— Start of DATA IN THIS EXERCISE —
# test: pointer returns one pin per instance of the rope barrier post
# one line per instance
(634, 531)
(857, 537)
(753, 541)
— End of DATA IN THIS EXERCISE —
● **EXERCISE REQUIREMENTS**: Output these records again line for line, with no changes.

● **SOLUTION FOR THIS EXERCISE**:
# test: pointer returns one pin per instance of the rope barrier post
# one line per instance
(634, 531)
(857, 537)
(753, 541)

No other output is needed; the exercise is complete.